EXERCISE TASK A
Transcribe the two email posts below, on halacha and morality and on kavanah versus minyan, in full and word for word.

SELECTED TEXT
···
From: <Resnicoff@...> (Arnie Resnicoff)
Date: Sun, 27 Aug 1995 00:02:49 -0400
Subject: Halacha and Morality

IMHO, there is a difference between saying that halacha demands morality
and halacha defines morality.  The verse "kedoshim t'hiyu" has already
been mentioned, but there is also "thou shall do that which is right and
good in the sight of the Lord" (Deut 6:18).  Based on this verse, at
least three discussions in Babba Metzia include occasions when the
"strict" halachic answer is set aside in favor of a more moral ("good
and right") approach.

Arnie Resnicoff


From: Micha Berger <aishdas@...>
Date: Mon, 28 Aug 1995 06:54:31 -0400 (EDT)
Subject: Kavanah OR minyan

I too am troubled by being forced to choose between kavanh and minyan. I
guess this says a lot about the way minyanim are run. (I guess that
brings us back to the talking in shul thread, and even earlier, to the
bringing your kids to shul thread.)

Joe Goldstein toys with the idea, concluding CYLOR. However, we hold
many leniencies, cases where davening without kavanah need not be
repeated even though the gemara says it should, since we believe that
kavanah is not an achievable goal these days. If so, wouldn't we say the
same here -- that whatever it is we are trying to attain by davening at
home is not sufficient kavanah to have halachic bearing?
···
EXERCISE TASK B
Format every line of the saved entries listing below as a numbered list, skipping any blank lines.

Saved entries
···
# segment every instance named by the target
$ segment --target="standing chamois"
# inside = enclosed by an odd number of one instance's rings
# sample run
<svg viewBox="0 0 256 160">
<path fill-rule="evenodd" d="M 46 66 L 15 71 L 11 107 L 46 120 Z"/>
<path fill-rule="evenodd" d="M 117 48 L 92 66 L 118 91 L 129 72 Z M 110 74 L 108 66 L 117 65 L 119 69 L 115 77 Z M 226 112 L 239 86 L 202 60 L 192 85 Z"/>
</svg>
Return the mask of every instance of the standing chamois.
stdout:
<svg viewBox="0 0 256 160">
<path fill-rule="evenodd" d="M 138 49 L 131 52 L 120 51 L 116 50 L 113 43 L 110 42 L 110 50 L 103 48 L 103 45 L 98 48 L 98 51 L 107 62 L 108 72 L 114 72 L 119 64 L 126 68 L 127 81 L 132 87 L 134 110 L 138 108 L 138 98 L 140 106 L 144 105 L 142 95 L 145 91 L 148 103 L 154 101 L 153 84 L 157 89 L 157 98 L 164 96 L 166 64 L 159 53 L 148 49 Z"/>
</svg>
···
COMPLETE OUTPUT A
From: <Resnicoff@...> (Arnie Resnicoff)
Date: Sun, 27 Aug 1995 00:02:49 -0400
Subject: Halacha and Morality

IMHO, there is a difference between saying that halacha demands morality
and halacha defines morality.  The verse "kedoshim t'hiyu" has already
been mentioned, but there is also "thou shall do that which is right and
good in the sight of the Lord" (Deut 6:18).  Based on this verse, at
least three discussions in Babba Metzia include occasions when the
"strict" halachic answer is set aside in favor of a more moral ("good
and right") approach.

Arnie Resnicoff


From: Micha Berger <aishdas@...>
Date: Mon, 28 Aug 1995 06:54:31 -0400 (EDT)
Subject: Kavanah OR minyan

I too am troubled by being forced to choose between kavanh and minyan. I
guess this says a lot about the way minyanim are run. (I guess that
brings us back to the talking in shul thread, and even earlier, to the
bringing your kids to shul thread.)

Joe Goldstein toys with the idea, concluding CYLOR. However, we hold
many leniencies, cases where davening without kavanah need not be
repeated even though the gemara says it should, since we believe that
kavanah is not an achievable goal these days. If so, wouldn't we say the
same here -- that whatever it is we are trying to attain by davening at
home is not sufficient kavanah to have halachic bearing?

COMPLETE OUTPUT B
1. # segment every instance named by the target
2. $ segment --target="standing chamois"
3. # inside = enclosed by an odd number of one instance's rings
4. # sample run
5. <svg viewBox="0 0 256 160">
6. <path fill-rule="evenodd" d="M 46 66 L 15 71 L 11 107 L 46 120 Z"/>
7. <path fill-rule="evenodd" d="M 117 48 L 92 66 L 118 91 L 129 72 Z M 110 74 L 108 66 L 117 65 L 119 69 L 115 77 Z M 226 112 L 239 86 L 202 60 L 192 85 Z"/>
8. </svg>
9. Return the mask of every instance of the standing chamois.
10. stdout:
11. <svg viewBox="0 0 256 160">
12. <path fill-rule="evenodd" d="M 138 49 L 131 52 L 120 51 L 116 50 L 113 43 L 110 42 L 110 50 L 103 48 L 103 45 L 98 48 L 98 51 L 107 62 L 108 72 L 114 72 L 119 64 L 126 68 L 127 81 L 132 87 L 134 110 L 138 108 L 138 98 L 140 106 L 144 105 L 142 95 L 145 91 L 148 103 L 154 101 L 153 84 L 157 89 L 157 98 L 164 96 L 166 64 L 159 53 L 148 49 Z"/>
13. </svg>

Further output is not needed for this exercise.